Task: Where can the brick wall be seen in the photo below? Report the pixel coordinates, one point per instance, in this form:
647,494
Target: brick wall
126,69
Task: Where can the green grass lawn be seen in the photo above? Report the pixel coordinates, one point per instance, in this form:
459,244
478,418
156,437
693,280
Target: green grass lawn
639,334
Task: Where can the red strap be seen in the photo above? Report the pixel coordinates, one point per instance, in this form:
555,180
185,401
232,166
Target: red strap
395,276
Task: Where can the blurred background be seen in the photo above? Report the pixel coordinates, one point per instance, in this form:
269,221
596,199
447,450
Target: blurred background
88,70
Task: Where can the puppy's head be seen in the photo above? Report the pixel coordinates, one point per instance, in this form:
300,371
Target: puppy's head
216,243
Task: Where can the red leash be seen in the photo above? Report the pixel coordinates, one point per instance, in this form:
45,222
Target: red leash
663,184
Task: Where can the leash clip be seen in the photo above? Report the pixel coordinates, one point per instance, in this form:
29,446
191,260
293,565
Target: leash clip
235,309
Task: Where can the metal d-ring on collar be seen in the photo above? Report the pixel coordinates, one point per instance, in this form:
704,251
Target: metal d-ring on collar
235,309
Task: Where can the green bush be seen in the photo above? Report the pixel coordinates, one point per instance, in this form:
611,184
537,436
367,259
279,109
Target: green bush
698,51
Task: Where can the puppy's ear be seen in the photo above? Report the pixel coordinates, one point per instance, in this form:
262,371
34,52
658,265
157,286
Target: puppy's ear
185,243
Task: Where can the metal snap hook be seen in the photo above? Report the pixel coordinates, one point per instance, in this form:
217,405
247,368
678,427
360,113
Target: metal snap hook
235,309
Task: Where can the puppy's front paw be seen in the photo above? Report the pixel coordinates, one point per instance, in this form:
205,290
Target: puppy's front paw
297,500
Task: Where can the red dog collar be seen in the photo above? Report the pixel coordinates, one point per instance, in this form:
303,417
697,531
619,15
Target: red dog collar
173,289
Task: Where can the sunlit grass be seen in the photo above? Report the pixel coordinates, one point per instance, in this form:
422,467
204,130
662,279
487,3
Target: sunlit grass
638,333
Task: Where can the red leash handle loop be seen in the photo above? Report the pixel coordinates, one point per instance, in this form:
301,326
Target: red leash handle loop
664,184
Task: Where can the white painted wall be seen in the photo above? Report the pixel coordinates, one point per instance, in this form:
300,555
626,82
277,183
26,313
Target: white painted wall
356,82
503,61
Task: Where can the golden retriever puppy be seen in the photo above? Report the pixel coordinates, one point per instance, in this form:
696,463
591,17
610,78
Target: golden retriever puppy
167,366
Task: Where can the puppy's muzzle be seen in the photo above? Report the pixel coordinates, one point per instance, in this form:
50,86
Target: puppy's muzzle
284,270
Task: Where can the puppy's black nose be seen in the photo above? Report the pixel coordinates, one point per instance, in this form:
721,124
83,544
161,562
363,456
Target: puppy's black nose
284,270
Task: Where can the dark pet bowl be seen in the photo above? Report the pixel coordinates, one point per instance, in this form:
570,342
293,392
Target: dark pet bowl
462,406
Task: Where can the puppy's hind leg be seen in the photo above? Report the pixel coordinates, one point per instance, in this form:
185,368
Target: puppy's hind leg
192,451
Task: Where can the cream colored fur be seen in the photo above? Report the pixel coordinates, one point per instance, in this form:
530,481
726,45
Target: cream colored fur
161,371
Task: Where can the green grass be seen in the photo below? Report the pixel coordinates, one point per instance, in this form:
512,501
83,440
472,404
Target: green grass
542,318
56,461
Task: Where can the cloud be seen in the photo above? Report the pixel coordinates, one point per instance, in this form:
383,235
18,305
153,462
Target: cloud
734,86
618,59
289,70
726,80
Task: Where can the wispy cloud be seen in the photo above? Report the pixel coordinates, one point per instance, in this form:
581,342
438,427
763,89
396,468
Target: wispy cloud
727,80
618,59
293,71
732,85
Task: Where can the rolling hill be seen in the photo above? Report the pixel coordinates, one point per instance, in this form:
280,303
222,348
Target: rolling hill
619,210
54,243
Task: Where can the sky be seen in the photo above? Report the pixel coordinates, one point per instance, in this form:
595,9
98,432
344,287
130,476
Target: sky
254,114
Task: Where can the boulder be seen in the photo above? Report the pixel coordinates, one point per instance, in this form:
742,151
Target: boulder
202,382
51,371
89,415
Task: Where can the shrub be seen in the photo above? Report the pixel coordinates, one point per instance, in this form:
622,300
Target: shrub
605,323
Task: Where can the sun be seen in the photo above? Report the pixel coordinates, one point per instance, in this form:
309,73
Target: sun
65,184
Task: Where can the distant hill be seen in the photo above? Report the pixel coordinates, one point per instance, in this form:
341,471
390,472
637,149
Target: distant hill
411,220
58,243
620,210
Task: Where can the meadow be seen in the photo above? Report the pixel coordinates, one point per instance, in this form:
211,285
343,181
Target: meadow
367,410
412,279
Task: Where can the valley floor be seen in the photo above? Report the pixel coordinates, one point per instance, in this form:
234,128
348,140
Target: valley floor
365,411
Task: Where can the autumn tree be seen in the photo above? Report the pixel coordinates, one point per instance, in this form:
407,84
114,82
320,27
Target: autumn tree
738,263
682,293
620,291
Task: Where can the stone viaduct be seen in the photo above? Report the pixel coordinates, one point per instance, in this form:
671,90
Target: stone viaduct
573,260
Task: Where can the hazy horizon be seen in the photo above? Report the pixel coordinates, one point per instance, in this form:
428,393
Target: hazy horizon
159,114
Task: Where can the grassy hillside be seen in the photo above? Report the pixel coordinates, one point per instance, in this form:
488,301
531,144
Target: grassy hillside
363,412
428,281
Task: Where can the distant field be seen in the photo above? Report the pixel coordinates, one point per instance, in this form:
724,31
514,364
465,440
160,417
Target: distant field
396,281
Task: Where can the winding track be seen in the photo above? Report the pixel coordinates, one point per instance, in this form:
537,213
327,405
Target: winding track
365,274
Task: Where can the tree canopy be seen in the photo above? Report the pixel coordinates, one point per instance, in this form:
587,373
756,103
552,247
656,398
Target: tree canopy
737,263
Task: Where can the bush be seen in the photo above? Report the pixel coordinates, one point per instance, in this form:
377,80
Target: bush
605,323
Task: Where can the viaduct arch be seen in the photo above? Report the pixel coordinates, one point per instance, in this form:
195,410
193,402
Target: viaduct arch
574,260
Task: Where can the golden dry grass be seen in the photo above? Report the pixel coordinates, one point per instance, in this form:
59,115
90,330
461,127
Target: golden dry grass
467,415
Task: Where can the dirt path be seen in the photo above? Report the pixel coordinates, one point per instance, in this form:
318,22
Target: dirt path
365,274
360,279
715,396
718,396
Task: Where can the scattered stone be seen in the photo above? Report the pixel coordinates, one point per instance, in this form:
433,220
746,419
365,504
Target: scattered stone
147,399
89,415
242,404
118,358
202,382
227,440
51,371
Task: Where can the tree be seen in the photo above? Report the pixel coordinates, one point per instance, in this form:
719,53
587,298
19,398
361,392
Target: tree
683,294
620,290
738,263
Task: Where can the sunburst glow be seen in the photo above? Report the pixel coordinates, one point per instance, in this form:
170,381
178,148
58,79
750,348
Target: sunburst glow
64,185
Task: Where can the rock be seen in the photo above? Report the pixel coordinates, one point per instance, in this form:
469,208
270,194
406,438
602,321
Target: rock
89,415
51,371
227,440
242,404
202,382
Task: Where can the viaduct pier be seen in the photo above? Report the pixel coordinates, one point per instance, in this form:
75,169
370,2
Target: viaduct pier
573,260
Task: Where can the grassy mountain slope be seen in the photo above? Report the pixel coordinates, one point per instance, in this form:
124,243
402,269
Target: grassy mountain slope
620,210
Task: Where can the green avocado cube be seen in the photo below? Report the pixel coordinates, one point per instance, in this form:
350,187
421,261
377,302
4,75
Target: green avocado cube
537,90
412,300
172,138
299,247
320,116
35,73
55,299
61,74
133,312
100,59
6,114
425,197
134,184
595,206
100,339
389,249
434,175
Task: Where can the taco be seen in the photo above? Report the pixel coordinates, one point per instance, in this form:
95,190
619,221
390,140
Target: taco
......
→ **Exercise brief**:
Search the material for the string "below" and return each line that has it.

→ **Written solution**:
Task: Where can the brick wall be seen in the photo below? Report the pixel coordinates, one point per instance, in this form:
Task: Where can the green grass be seen in the photo below? Report the pixel coordinates, one point per instance, in this form:
Task: Where can the green avocado cube be seen in the photo below? Report the pixel coordinates, one point per instance, in this form:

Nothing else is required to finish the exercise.